Work instructions: Your task is to reproduce exactly the lines from the line with "Every instance of the dirt ground" through the end of the records below.

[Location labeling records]
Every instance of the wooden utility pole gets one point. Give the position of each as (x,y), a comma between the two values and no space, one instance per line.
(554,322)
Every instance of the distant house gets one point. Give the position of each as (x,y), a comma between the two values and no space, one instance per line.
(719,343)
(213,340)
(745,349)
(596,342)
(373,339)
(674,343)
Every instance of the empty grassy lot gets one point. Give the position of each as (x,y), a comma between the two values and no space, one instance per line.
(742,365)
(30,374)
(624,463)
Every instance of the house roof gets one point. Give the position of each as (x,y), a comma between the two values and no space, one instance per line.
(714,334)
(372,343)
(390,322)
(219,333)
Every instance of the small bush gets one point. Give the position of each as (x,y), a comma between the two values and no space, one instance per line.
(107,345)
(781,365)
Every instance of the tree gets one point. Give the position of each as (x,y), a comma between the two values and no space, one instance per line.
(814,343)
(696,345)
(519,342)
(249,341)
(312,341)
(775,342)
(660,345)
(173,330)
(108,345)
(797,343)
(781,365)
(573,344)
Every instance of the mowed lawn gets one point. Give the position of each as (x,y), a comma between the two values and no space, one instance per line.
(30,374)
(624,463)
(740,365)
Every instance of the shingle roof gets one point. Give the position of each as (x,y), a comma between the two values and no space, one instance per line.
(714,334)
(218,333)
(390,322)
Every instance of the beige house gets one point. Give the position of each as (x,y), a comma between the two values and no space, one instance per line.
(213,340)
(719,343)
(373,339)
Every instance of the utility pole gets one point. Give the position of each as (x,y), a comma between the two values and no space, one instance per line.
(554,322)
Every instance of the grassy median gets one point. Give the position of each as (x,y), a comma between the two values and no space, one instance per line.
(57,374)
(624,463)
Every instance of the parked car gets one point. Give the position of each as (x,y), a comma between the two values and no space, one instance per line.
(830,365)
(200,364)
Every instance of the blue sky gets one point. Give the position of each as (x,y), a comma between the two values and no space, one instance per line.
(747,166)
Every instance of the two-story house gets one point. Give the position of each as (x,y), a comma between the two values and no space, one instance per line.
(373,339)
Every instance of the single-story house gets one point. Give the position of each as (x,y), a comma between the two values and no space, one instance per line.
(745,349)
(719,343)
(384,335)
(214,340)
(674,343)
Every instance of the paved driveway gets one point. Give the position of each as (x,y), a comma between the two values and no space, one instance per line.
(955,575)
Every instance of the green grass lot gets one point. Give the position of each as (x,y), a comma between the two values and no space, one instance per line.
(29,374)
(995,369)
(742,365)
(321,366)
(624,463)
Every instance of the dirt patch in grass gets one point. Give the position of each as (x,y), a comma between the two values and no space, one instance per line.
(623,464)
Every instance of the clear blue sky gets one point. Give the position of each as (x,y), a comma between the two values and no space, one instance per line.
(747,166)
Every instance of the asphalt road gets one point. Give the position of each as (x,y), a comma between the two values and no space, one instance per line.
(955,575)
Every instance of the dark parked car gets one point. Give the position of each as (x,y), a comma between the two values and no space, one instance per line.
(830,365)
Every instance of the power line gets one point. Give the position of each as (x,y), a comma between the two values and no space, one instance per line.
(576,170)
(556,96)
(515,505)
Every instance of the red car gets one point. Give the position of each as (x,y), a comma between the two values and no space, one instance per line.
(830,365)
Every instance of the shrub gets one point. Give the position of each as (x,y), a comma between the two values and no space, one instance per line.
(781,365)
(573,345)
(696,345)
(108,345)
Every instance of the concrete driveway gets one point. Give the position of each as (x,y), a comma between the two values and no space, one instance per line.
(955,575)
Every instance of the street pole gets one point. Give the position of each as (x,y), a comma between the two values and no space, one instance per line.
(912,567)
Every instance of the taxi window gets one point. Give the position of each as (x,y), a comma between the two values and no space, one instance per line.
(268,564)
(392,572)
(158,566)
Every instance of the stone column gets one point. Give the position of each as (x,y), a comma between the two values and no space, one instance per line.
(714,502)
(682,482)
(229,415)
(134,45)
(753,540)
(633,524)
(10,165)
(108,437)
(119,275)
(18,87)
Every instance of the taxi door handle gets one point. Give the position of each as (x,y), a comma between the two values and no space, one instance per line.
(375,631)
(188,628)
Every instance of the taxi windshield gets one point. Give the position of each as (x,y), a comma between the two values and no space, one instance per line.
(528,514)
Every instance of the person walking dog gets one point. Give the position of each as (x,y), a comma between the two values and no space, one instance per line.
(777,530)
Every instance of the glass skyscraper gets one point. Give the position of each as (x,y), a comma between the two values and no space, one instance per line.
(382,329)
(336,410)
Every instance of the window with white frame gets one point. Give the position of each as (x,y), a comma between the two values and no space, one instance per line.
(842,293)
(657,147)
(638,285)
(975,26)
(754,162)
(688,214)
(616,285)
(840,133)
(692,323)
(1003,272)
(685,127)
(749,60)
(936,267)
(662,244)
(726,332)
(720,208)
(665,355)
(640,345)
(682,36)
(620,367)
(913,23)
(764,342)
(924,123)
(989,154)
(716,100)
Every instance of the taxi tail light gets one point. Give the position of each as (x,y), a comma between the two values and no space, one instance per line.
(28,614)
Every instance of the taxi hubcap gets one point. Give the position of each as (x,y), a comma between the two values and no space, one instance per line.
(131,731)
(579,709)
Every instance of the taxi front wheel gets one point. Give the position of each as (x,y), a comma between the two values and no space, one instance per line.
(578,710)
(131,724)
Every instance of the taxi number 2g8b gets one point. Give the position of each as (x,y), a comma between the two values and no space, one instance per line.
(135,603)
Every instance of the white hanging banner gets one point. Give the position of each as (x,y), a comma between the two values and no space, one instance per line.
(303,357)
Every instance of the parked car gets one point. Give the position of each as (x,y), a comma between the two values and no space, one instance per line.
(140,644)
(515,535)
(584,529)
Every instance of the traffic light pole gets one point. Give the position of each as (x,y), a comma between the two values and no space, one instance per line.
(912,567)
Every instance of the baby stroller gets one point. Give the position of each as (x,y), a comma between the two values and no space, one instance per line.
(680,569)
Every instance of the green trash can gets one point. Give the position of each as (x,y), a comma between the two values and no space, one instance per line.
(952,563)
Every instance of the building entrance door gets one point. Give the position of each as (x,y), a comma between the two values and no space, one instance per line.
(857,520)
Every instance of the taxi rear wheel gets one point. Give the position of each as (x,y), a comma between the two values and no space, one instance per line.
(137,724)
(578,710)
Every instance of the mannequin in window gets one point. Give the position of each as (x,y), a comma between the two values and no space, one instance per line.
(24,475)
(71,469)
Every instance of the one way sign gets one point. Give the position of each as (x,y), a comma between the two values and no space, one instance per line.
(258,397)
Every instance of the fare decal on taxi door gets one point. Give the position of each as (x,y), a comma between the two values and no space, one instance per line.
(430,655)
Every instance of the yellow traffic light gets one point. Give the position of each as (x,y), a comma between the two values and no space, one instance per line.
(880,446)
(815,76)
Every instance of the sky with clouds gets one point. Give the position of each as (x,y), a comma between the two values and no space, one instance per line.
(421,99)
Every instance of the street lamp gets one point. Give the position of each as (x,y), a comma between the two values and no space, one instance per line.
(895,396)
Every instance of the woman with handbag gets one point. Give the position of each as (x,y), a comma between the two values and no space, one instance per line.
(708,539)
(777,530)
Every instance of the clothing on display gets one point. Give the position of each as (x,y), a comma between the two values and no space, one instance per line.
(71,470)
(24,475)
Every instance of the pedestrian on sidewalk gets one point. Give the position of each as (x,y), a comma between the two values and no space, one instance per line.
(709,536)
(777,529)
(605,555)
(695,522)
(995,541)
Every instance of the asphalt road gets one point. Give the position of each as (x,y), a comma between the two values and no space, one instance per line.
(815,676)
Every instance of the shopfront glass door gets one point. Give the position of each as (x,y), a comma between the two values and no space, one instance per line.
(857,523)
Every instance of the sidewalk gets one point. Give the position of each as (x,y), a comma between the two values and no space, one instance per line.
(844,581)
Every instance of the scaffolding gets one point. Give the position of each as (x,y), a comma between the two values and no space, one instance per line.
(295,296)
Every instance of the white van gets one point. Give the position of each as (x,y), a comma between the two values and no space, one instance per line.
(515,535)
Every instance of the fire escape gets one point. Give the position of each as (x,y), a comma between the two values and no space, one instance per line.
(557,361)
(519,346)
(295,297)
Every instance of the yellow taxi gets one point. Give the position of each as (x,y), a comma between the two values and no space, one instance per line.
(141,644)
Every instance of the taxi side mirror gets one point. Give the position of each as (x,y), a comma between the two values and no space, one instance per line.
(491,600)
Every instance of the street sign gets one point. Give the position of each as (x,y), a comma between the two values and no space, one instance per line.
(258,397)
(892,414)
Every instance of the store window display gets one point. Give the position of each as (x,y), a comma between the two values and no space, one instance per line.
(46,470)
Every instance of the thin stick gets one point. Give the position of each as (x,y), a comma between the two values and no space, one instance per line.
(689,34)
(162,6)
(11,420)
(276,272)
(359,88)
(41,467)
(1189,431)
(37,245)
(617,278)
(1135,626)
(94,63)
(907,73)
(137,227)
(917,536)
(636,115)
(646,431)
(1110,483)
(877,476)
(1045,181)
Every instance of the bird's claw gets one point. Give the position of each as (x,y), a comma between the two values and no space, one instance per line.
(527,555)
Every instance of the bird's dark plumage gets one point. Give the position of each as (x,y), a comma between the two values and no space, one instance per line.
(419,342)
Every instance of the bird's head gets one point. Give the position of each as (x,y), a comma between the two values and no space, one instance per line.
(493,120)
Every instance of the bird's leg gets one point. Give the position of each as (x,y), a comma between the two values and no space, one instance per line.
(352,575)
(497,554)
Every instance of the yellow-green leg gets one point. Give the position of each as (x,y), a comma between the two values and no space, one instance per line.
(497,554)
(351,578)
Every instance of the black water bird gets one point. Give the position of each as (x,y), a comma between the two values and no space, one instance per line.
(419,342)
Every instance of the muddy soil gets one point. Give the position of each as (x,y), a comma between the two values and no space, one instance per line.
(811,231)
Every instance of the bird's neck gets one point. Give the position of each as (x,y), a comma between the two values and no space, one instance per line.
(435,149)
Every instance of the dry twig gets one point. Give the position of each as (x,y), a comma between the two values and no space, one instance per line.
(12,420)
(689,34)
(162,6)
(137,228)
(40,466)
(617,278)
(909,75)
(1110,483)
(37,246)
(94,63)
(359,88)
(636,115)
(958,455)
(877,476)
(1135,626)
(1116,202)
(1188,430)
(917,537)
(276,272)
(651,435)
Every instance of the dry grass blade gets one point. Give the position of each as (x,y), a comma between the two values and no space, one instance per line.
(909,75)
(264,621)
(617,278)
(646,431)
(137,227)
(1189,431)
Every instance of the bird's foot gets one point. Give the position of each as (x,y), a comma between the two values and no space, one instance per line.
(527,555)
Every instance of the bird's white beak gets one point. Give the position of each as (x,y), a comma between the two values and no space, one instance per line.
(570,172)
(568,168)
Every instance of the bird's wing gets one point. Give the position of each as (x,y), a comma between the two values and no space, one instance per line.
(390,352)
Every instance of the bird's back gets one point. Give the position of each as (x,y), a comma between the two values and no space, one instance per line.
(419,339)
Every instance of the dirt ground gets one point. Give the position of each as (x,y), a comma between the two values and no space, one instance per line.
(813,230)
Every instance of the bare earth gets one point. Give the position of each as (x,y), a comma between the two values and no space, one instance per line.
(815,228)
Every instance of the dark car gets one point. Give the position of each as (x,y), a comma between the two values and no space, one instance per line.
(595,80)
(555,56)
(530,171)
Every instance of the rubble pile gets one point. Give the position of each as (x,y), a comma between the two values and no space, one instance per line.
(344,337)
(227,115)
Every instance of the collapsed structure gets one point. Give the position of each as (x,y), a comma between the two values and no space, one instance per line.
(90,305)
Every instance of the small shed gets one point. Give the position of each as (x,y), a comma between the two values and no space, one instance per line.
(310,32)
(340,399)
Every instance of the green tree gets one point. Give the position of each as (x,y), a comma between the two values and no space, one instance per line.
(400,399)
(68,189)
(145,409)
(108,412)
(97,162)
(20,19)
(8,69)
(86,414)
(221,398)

Right answer:
Every instance of the dirt ground gets one point. Give the position of each as (x,y), a comma between the two values and no space, one instance per line.
(813,230)
Every instance of the bare earth gets one point. Give the position of each as (x,y), a comma between the two values and no space, one instance per line.
(815,228)
Every instance of the dark car gets one point. Give the position of each as (x,y), a comma between the two values and no space, one instance per line.
(595,80)
(555,56)
(530,171)
Every instance of the rubble pile gets one point. Give the position of each as (x,y), a comma between the two values and no space, one instance per line.
(344,337)
(227,115)
Every instance of the collapsed structure gets one point. Give the position of each as (x,y), a comma between the two values and no space, one instance per line.
(90,305)
Every instance of the small shed gets one point. Give the position of each as (x,y), a comma between the two values and no space, one instance per line.
(310,32)
(340,399)
Every instance of the green tree gets one point. Give the position of each as (x,y), a comma between the two values and no space, one instance per line.
(400,399)
(68,189)
(145,409)
(108,412)
(97,162)
(20,19)
(8,69)
(86,414)
(221,398)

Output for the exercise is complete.